# Directions:
Could you copy, word for word, only the lines from the one containing "[spot] the spotted" through the last line of the records below, both included?

** start Provided data **

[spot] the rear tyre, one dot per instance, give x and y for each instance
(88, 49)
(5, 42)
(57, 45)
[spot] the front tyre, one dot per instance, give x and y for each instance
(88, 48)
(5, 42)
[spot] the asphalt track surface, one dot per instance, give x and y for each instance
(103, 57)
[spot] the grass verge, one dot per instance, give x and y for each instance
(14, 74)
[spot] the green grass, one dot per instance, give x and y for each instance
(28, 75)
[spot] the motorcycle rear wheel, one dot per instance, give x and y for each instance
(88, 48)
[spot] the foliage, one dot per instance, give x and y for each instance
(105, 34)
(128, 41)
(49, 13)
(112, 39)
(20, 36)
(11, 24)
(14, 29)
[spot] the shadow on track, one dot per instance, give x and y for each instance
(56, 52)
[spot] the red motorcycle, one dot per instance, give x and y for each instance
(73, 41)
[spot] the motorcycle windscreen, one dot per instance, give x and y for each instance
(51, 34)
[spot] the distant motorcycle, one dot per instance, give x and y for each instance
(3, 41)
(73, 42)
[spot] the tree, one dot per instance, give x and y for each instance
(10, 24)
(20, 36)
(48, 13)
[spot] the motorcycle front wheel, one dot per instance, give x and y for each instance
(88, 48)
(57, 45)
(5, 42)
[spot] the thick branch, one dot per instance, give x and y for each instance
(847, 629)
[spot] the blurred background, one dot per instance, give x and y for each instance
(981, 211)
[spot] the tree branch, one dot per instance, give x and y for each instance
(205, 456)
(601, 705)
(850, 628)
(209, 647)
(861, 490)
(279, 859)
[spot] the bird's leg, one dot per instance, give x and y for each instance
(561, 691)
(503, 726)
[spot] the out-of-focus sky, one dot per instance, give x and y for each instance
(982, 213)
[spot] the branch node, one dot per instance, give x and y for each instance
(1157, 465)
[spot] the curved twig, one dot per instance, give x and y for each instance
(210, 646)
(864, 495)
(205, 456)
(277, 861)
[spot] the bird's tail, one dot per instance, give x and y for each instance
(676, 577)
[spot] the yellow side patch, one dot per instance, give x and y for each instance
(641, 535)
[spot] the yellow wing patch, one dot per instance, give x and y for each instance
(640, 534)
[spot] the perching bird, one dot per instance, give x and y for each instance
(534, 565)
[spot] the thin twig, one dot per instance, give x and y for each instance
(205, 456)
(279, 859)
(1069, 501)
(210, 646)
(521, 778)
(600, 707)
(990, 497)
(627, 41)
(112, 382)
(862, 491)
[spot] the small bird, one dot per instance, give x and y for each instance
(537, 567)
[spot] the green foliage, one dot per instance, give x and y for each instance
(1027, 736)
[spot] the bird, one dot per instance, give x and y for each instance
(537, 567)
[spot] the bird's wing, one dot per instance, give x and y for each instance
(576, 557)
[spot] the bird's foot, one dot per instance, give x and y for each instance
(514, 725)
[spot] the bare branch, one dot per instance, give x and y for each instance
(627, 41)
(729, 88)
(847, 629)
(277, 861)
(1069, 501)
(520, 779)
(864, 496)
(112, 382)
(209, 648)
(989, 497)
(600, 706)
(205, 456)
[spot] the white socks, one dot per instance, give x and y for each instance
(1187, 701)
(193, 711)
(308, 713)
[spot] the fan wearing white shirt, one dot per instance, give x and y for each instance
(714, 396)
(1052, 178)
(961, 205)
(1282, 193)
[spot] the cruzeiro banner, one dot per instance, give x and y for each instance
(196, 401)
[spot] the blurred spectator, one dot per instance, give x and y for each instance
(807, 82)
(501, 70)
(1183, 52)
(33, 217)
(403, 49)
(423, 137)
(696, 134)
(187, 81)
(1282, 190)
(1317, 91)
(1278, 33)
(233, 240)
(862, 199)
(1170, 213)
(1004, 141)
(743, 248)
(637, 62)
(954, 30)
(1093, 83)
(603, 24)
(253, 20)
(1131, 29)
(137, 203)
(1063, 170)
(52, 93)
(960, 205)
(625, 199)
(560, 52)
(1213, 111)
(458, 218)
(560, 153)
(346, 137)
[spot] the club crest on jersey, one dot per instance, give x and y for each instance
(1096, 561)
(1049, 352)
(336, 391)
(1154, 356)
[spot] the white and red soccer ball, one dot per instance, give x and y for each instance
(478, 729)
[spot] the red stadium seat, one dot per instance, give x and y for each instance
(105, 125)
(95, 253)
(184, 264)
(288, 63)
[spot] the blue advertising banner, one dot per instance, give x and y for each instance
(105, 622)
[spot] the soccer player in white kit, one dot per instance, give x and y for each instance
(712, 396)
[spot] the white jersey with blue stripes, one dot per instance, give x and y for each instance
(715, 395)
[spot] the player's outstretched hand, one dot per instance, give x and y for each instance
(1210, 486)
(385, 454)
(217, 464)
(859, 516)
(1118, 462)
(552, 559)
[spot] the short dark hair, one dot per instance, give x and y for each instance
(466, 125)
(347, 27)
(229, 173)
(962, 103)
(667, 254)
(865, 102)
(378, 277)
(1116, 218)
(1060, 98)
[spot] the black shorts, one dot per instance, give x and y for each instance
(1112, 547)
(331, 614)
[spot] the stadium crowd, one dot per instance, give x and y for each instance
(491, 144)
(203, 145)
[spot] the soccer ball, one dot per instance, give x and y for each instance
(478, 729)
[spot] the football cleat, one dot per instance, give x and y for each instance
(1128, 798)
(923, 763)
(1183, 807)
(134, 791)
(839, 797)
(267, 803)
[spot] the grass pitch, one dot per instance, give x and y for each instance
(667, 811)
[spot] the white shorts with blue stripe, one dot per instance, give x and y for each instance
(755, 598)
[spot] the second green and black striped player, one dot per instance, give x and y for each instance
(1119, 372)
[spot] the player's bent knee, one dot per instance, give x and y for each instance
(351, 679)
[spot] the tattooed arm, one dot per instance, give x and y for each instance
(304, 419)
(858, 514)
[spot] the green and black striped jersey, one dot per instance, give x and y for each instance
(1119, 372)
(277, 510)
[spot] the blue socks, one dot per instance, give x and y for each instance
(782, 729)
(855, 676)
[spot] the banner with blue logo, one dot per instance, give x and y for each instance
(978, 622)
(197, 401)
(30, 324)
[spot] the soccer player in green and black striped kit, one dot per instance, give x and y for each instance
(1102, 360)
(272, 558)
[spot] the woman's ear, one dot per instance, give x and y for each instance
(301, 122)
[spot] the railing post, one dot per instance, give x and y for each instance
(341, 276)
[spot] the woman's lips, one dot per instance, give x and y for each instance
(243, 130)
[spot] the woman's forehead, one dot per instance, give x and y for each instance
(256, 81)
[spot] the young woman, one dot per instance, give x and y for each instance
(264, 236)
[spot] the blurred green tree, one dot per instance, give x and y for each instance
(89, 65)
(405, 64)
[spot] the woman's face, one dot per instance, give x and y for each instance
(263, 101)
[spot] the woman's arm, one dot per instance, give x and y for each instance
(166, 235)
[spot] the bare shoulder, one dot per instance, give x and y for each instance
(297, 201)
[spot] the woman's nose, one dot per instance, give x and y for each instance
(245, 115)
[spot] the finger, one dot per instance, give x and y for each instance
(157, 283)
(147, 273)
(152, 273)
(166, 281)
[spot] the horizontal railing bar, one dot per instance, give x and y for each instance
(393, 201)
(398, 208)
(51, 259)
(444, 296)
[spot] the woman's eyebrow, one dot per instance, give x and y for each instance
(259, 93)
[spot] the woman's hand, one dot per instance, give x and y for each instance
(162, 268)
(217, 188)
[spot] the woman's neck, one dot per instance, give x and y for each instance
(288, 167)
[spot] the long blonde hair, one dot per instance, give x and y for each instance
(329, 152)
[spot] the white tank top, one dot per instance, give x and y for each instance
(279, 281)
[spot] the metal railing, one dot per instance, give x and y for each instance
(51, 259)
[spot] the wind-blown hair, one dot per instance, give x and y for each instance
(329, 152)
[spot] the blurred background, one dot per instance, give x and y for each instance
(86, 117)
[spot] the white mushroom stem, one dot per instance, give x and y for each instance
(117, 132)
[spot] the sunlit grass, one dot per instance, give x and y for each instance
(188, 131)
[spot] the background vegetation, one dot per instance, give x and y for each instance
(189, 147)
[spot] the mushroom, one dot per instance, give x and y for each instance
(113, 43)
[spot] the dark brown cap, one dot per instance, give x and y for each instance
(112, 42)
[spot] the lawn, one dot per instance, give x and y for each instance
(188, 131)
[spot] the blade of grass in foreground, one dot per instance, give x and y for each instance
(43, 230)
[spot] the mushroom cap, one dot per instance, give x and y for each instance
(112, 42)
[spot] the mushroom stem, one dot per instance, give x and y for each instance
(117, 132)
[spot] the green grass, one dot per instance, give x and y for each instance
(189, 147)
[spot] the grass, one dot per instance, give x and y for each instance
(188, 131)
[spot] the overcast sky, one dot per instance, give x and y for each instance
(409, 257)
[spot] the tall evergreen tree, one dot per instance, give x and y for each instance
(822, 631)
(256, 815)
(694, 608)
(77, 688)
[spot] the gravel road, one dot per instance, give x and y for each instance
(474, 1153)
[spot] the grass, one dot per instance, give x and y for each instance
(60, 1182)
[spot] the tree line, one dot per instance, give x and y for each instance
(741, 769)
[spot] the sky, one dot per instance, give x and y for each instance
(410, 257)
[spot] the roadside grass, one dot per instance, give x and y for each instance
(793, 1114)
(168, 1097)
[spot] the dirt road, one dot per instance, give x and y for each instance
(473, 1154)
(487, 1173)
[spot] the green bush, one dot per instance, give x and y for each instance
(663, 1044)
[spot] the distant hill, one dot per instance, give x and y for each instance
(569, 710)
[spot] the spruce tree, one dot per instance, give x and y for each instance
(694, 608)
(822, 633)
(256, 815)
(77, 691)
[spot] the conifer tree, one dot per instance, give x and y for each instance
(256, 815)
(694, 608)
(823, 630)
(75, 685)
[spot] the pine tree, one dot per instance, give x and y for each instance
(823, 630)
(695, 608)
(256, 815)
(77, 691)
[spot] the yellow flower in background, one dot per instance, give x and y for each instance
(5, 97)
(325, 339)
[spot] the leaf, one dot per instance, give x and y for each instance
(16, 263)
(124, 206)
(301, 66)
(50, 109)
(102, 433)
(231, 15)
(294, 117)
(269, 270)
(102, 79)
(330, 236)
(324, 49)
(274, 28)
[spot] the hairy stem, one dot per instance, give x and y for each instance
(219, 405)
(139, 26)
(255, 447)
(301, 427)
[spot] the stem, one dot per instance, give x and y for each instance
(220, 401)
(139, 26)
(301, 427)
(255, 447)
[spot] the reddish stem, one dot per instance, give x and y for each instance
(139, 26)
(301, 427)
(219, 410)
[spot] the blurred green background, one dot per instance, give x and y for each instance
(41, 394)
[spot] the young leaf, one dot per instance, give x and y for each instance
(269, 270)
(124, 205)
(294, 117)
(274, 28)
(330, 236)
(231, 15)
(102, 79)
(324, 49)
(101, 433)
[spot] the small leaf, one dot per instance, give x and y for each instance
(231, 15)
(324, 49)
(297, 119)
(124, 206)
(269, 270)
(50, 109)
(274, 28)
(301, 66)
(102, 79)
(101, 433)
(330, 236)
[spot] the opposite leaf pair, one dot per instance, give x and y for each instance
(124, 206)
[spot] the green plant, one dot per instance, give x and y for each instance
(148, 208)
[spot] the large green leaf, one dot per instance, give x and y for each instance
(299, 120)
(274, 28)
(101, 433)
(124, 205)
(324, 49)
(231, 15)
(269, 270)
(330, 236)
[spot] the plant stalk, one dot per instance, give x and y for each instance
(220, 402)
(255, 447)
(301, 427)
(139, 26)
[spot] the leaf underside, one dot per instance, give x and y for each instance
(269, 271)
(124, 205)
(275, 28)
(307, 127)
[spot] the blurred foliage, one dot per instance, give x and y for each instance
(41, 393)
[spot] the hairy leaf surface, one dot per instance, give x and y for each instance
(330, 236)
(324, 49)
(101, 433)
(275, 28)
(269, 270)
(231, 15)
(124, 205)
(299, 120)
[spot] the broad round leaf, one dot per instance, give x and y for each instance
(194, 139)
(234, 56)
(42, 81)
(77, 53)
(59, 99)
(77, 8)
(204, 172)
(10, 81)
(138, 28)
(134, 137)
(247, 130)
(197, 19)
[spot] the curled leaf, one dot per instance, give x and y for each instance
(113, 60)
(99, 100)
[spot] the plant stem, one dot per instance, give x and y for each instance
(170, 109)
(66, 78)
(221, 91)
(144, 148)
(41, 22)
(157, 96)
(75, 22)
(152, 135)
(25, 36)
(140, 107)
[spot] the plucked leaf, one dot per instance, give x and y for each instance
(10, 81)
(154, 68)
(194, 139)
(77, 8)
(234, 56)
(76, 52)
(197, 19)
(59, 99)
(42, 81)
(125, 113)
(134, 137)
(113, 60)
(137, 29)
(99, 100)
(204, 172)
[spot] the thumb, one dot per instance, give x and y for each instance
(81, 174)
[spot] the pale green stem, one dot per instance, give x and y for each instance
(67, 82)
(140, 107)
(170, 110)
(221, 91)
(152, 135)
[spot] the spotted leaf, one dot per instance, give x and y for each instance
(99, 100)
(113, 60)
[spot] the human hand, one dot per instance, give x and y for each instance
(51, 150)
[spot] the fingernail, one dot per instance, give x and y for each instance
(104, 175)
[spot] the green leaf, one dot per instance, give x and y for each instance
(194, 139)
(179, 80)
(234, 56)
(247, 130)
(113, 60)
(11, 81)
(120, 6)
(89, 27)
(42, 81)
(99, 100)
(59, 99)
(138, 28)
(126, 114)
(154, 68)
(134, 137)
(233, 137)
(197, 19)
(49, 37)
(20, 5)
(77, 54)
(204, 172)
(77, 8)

** end Provided data **

# Answer to the task:
[spot] the spotted leaf, one dot per instance, give x and y for each instance
(99, 100)
(113, 60)
[spot] the human hand, one dot per instance, give x and y for each instance
(51, 150)
[spot] the fingernail, one dot per instance, give x and y for each instance
(104, 175)
[spot] the green leaf, one dot per instance, give x and y for each instance
(194, 139)
(179, 80)
(234, 56)
(247, 130)
(113, 60)
(11, 81)
(120, 6)
(89, 27)
(42, 81)
(99, 100)
(59, 99)
(138, 28)
(126, 114)
(154, 68)
(134, 137)
(233, 137)
(197, 19)
(49, 37)
(20, 5)
(77, 54)
(204, 172)
(77, 8)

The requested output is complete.